Exercise: Without any change, set down every record below.

Natural-language object grounding data
---*---
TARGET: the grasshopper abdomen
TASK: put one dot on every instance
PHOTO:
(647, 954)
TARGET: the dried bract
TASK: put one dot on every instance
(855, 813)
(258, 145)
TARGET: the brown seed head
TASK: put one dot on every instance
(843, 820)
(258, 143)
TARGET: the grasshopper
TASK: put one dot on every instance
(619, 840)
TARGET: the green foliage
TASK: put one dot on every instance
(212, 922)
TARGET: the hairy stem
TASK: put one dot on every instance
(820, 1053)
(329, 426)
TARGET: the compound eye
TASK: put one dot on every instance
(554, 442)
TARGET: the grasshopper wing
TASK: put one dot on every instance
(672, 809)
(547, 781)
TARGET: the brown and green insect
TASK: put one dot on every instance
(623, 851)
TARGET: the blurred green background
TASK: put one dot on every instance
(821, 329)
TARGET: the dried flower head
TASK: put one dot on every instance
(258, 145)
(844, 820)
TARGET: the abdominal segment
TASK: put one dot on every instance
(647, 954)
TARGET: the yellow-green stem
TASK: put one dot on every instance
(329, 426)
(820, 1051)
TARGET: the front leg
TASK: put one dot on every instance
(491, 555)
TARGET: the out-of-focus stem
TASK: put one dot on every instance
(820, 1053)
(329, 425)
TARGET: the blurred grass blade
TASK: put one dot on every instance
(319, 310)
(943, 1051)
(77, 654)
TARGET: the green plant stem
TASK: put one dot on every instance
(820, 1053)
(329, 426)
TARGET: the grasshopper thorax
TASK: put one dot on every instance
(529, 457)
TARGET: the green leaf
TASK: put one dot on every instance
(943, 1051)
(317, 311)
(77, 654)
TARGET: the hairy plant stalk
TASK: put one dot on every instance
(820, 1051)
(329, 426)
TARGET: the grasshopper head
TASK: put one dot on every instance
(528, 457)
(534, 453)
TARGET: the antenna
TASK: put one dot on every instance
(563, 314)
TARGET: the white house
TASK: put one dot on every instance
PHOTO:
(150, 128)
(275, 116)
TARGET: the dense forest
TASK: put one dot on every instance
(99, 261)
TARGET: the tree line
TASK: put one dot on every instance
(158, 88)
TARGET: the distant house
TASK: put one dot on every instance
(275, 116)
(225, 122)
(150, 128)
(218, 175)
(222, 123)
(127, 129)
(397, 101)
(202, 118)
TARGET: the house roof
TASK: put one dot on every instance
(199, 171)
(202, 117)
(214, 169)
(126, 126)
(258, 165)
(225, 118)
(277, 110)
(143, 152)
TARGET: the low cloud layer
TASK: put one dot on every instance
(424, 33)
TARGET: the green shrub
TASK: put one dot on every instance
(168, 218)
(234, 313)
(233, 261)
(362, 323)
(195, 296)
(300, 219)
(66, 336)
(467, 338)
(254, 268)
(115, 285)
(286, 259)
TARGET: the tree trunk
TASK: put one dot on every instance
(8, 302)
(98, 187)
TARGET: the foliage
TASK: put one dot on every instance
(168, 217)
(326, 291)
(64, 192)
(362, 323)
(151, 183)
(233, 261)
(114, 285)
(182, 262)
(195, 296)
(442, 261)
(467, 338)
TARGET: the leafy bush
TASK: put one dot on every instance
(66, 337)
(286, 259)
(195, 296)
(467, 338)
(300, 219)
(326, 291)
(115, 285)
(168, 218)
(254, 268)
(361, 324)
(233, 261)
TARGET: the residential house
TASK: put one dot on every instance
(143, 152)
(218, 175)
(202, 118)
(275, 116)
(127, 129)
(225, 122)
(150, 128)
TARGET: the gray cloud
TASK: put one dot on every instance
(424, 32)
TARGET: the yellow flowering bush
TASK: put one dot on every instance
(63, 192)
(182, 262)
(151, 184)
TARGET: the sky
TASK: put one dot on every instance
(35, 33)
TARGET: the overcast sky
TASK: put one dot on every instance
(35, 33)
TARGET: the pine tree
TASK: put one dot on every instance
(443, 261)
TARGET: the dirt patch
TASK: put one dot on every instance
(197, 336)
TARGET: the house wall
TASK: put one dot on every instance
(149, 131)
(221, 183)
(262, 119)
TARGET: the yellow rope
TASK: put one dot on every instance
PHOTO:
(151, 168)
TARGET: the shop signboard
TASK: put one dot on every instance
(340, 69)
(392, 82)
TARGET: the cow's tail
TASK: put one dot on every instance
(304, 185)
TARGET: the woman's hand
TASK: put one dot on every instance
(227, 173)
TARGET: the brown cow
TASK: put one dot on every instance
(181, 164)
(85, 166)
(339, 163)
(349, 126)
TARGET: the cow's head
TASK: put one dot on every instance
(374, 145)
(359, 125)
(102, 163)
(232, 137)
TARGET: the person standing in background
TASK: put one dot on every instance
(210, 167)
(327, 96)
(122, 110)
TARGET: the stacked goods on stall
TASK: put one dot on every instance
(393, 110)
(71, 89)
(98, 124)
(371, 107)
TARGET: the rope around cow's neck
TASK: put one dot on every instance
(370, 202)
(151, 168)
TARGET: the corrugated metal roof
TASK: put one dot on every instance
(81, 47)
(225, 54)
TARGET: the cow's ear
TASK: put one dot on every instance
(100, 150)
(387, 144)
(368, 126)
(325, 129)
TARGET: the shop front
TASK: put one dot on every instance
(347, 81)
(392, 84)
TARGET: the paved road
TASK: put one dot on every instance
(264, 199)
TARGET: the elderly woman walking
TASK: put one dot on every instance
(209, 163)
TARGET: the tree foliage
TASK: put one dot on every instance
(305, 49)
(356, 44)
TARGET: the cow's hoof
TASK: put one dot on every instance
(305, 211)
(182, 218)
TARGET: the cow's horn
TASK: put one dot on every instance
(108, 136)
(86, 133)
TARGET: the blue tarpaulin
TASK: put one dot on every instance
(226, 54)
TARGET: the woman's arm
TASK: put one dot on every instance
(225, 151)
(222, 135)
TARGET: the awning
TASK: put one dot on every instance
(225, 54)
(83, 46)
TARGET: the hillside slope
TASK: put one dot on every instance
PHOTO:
---*---
Reply to the task:
TARGET: the grasshopper abdomen
TASK: put one dot on every instance
PHOTO:
(647, 954)
TARGET: the dried bract
TASK: put one dot on every instance
(855, 813)
(258, 145)
TARGET: the brown seed head
TASK: put one dot on every instance
(843, 820)
(258, 143)
TARGET: the grasshopper
TASK: put one dot on every instance
(619, 840)
TARGET: the green foliage
TASK: put one dot on every instance
(212, 922)
TARGET: the hairy stem
TASK: put one dot on every instance
(820, 1053)
(329, 426)
TARGET: the compound eye
TASK: put one dot on every instance
(554, 442)
TARGET: the grasshopper wing
TASK: put one dot on every instance
(672, 809)
(547, 781)
TARGET: the brown and green insect
TASK: put one dot on every instance
(623, 851)
TARGET: the blurred green background
TASK: put one dot on every instance
(821, 329)
TARGET: the dried flower head
TASK: put one dot on every instance
(258, 145)
(844, 820)
TARGET: the abdominal segment
TASK: put one dot on every instance
(647, 954)
TARGET: the yellow-green stem
TASK: put one dot on every instance
(329, 426)
(820, 1051)
TARGET: the front leg
TASK: put one dot on every instance
(491, 555)
TARGET: the out-of-focus stem
TASK: put one dot on every instance
(820, 1053)
(329, 425)
TARGET: the blurred grass blade
TASK: put one dot on every instance
(319, 310)
(943, 1051)
(77, 654)
TARGET: the green plant stem
TASK: put one dot on every instance
(820, 1053)
(329, 426)
TARGET: the grasshopper thorax
TASK: put one dot on every instance
(529, 457)
TARGET: the green leaf
TASK: put one dot on every instance
(943, 1051)
(317, 311)
(77, 654)
TARGET: the hairy plant stalk
TASK: put one dot on every instance
(820, 1051)
(329, 426)
TARGET: the grasshopper head
TASK: put one dot on every instance
(528, 457)
(534, 453)
TARGET: the antenna
TASK: put one dot on every instance
(563, 314)
TARGET: the white house
TASK: put one dot on every instance
PHOTO:
(150, 128)
(275, 116)
TARGET: the dense forest
TASK: put one dot on every instance
(99, 261)
TARGET: the tree line
TASK: put one dot on every instance
(158, 88)
TARGET: the distant house
TASK: put one dot on every instance
(275, 116)
(225, 122)
(150, 128)
(218, 175)
(222, 123)
(127, 129)
(397, 101)
(202, 118)
TARGET: the house roof
TASK: put one dot on every instance
(199, 171)
(202, 117)
(214, 169)
(126, 126)
(258, 165)
(225, 118)
(277, 110)
(143, 152)
TARGET: the low cloud layer
TASK: put one dot on every instance
(424, 33)
TARGET: the green shrub
TASK: put one dot on every instance
(168, 218)
(234, 313)
(233, 261)
(362, 323)
(195, 296)
(300, 219)
(66, 336)
(467, 338)
(254, 268)
(115, 285)
(286, 259)
TARGET: the tree trunk
TASK: put one dot on every instance
(8, 302)
(98, 187)
TARGET: the foliage
TASK: put one dot on every instance
(168, 217)
(326, 291)
(64, 192)
(362, 323)
(151, 183)
(233, 261)
(114, 285)
(182, 262)
(195, 296)
(442, 261)
(467, 338)
TARGET: the leafy bush
TASK: put one dot on every instance
(66, 337)
(286, 259)
(195, 296)
(467, 338)
(300, 219)
(326, 291)
(115, 285)
(168, 218)
(254, 268)
(361, 324)
(233, 261)
TARGET: the residential house
TASK: put one dot on every instance
(143, 152)
(218, 175)
(202, 118)
(275, 116)
(127, 129)
(225, 122)
(150, 128)
TARGET: the gray cloud
TASK: put one dot on every instance
(424, 32)
TARGET: the yellow flowering bush
TASK: put one dot on every instance
(63, 192)
(182, 262)
(151, 184)
TARGET: the sky
TASK: put one dot on every instance
(35, 33)
TARGET: the overcast sky
TASK: put one dot on every instance
(35, 33)
TARGET: the pine tree
TASK: put one dot on every instance
(443, 261)
TARGET: the dirt patch
TASK: put one dot on every instance
(197, 336)
TARGET: the house wall
TASK: put one dot on every instance
(149, 131)
(221, 183)
(262, 119)
TARGET: the yellow rope
TASK: put one dot on every instance
PHOTO:
(151, 168)
TARGET: the shop signboard
TASK: put one dot on every instance
(340, 69)
(392, 82)
TARGET: the cow's tail
TASK: put one dot on every instance
(304, 185)
TARGET: the woman's hand
TASK: put one dot on every instance
(227, 173)
TARGET: the brown cow
TASK: put one dot on every instance
(181, 164)
(85, 166)
(339, 163)
(349, 126)
TARGET: the cow's head
TASK: put one dot on every instance
(374, 145)
(359, 125)
(102, 163)
(232, 137)
TARGET: the person standing in background
TASK: put one dot on every instance
(210, 167)
(327, 96)
(122, 110)
TARGET: the stacked goods on stall
TASK: put one dot on every instance
(393, 110)
(71, 89)
(98, 124)
(371, 107)
TARGET: the rope around cow's neck
TASK: put one dot on every instance
(370, 202)
(151, 168)
TARGET: the corrugated metal roof
TASK: put one dot on every instance
(81, 47)
(225, 54)
TARGET: the cow's ear
TASK: put one dot on every instance
(100, 150)
(387, 144)
(368, 126)
(325, 129)
TARGET: the shop front
TASK: put one dot on every instance
(347, 81)
(392, 84)
TARGET: the paved road
TASK: put one dot on every instance
(264, 199)
TARGET: the elderly woman walking
TASK: put one dot on every instance
(209, 163)
TARGET: the tree foliage
TASK: put one dot on every instance
(305, 49)
(356, 44)
TARGET: the cow's hoof
TASK: put one dot on every instance
(305, 211)
(182, 218)
TARGET: the cow's horn
TASK: put one dot on every instance
(108, 136)
(86, 133)
TARGET: the blue tarpaulin
TASK: put one dot on every instance
(226, 54)
TARGET: the woman's arm
TASK: put one dot on every instance
(225, 151)
(222, 135)
TARGET: the awning
TASK: put one dot on every instance
(225, 54)
(83, 46)
TARGET: the hillside slope
TASK: put one dot on every instance
PHOTO:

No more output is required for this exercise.